Source data –
BEGIN

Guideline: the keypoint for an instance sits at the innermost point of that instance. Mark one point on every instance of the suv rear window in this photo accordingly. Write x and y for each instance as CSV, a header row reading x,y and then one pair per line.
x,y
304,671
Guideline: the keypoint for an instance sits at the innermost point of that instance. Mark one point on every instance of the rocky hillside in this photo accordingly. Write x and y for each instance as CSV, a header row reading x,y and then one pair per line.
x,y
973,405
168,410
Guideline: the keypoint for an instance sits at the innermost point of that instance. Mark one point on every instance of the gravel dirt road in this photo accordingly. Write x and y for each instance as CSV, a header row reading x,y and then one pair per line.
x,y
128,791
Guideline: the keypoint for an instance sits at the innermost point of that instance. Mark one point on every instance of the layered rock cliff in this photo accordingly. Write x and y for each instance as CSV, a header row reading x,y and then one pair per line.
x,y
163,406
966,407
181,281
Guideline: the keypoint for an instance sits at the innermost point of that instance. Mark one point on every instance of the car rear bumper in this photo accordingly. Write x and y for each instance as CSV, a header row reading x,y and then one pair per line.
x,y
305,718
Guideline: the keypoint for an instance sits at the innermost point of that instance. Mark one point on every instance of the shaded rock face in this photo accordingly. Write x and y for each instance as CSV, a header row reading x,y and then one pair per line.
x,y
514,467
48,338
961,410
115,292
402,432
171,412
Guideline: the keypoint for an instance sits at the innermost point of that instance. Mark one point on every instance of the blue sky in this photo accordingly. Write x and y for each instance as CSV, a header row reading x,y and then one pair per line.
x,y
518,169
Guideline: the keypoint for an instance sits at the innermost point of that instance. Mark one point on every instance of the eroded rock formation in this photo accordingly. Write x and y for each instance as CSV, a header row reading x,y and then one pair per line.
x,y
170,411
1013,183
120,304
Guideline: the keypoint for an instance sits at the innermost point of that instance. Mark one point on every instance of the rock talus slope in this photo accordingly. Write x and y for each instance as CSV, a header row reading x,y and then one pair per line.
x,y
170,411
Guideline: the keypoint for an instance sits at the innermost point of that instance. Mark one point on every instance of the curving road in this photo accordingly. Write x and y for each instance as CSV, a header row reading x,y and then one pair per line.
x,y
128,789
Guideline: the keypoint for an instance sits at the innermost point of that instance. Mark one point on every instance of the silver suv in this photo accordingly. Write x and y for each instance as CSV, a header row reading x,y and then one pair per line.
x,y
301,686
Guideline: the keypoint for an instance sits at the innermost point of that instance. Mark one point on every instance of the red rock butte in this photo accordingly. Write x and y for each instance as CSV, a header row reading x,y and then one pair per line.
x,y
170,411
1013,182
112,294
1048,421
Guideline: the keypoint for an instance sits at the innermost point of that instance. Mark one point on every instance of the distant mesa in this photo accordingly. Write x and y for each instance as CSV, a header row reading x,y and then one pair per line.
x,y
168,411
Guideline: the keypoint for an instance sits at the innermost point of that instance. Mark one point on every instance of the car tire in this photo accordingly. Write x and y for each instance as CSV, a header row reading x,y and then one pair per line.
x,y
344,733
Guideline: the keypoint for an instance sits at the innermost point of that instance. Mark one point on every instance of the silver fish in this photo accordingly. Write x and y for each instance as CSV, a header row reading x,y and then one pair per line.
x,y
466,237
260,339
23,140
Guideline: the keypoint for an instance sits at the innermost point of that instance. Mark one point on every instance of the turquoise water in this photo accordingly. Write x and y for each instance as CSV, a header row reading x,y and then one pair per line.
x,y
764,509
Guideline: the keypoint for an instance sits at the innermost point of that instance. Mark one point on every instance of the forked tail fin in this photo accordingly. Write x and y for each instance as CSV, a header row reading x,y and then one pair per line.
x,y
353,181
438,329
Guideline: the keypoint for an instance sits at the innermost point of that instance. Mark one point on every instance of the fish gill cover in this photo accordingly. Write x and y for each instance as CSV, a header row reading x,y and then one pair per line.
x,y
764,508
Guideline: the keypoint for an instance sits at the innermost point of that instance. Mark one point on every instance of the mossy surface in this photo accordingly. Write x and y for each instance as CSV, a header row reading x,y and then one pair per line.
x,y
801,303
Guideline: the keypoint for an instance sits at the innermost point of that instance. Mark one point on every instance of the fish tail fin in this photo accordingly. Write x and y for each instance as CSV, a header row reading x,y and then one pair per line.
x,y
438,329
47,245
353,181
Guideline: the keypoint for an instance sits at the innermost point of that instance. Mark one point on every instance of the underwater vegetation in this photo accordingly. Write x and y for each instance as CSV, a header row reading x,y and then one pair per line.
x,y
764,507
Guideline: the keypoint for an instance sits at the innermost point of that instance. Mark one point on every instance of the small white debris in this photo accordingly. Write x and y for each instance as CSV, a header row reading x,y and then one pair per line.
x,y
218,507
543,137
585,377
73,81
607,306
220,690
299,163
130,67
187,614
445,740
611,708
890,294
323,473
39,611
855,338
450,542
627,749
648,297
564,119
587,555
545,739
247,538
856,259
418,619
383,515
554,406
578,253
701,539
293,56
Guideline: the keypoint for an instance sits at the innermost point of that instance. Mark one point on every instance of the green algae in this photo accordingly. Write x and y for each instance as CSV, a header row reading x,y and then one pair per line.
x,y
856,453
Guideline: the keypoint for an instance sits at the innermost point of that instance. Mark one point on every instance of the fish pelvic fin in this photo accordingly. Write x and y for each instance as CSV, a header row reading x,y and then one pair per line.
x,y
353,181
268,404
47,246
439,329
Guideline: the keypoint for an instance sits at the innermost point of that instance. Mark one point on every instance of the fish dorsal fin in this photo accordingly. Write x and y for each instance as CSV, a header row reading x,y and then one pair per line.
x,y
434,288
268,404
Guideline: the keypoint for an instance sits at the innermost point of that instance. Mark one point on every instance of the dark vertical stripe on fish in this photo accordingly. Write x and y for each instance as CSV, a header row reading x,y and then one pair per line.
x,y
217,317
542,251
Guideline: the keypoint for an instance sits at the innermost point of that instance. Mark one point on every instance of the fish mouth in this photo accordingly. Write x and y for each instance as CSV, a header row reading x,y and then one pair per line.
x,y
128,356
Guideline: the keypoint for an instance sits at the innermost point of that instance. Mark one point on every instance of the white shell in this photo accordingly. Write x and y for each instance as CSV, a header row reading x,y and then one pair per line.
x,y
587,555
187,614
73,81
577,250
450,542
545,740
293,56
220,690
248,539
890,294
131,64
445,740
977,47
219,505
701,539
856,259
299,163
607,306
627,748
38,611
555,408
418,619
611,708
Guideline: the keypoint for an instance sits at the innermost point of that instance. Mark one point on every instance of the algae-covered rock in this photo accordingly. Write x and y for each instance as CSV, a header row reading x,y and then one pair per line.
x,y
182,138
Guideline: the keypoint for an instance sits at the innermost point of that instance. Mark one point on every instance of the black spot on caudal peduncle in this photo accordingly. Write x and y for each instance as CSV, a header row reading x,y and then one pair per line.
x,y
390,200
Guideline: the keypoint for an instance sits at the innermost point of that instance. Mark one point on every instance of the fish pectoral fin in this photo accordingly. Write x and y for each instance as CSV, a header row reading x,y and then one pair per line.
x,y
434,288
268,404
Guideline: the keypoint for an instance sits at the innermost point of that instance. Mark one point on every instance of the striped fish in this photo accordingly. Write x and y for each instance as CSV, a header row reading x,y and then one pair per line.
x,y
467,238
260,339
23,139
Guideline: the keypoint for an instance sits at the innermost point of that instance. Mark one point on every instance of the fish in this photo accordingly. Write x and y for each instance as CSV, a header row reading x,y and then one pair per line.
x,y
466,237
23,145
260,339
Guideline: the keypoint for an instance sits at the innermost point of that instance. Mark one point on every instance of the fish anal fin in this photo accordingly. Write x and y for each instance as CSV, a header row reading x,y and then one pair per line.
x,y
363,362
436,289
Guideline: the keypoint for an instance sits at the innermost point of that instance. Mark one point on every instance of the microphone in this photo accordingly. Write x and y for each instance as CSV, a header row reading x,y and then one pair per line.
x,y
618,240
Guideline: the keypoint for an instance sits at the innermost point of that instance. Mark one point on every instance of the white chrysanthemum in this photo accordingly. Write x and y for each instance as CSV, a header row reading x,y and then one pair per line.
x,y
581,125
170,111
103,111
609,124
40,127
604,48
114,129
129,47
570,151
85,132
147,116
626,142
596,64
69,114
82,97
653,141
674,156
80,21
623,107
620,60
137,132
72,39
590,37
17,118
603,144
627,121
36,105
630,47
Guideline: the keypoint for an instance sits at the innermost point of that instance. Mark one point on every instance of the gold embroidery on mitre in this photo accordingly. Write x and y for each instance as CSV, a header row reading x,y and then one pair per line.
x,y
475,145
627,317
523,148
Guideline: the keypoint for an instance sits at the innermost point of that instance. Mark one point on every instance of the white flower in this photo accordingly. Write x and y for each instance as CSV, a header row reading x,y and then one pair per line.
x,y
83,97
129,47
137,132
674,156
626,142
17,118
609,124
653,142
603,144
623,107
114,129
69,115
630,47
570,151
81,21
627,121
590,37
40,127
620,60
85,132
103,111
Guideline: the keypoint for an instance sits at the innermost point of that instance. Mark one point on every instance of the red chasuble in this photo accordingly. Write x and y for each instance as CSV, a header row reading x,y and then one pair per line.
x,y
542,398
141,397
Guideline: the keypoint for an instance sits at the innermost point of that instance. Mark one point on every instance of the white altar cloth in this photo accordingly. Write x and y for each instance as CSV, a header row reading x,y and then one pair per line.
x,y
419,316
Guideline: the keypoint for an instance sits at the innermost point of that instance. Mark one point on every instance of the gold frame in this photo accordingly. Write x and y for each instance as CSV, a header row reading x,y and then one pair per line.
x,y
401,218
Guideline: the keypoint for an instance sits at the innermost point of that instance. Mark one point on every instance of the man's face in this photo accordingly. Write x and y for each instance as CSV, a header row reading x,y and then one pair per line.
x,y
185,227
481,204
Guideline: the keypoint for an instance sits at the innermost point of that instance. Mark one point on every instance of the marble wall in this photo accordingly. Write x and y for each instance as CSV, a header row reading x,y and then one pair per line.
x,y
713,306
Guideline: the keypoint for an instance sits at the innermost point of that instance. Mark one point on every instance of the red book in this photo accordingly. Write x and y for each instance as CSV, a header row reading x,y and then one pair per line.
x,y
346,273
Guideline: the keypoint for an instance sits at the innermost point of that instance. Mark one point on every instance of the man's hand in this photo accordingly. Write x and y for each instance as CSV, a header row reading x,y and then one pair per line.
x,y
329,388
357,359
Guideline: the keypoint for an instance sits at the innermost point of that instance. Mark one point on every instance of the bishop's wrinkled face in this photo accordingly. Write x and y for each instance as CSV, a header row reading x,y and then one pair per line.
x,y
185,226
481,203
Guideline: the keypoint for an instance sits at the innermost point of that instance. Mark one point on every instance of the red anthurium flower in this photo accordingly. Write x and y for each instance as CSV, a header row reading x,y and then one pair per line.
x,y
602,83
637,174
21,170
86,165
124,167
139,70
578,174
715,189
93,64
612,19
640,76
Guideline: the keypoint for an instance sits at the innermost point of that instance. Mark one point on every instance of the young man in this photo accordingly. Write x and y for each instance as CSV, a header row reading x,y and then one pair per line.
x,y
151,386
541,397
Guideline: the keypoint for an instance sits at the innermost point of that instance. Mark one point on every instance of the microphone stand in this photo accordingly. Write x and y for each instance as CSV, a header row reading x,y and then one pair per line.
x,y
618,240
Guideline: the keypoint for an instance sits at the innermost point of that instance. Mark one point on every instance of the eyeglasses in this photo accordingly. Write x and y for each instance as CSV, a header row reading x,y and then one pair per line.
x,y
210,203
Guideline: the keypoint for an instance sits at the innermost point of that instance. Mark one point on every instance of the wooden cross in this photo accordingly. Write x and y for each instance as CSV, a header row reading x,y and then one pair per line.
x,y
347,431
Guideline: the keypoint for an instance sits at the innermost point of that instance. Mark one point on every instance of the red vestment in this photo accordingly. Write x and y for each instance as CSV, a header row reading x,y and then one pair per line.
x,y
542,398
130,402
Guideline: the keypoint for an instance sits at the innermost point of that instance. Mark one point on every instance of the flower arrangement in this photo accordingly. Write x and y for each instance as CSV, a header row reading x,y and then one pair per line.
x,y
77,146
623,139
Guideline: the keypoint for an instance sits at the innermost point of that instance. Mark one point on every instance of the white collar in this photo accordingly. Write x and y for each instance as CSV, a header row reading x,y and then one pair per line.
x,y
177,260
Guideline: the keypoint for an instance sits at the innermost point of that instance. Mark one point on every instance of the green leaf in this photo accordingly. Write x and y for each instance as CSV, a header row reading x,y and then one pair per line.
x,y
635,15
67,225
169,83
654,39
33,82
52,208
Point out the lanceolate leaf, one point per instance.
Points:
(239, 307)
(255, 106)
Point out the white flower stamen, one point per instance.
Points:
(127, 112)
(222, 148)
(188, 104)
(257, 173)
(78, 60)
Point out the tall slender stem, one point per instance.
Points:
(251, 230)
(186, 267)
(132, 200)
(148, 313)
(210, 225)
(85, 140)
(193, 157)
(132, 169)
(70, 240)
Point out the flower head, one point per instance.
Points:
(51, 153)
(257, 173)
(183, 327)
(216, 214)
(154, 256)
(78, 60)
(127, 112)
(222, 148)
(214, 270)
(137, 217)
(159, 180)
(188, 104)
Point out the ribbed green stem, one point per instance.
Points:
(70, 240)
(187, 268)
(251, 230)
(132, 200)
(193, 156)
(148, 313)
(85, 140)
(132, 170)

END

Exercise prompt –
Only one number is expected: the count of lines in the entries holding the string "stem".

Result of this exercise –
2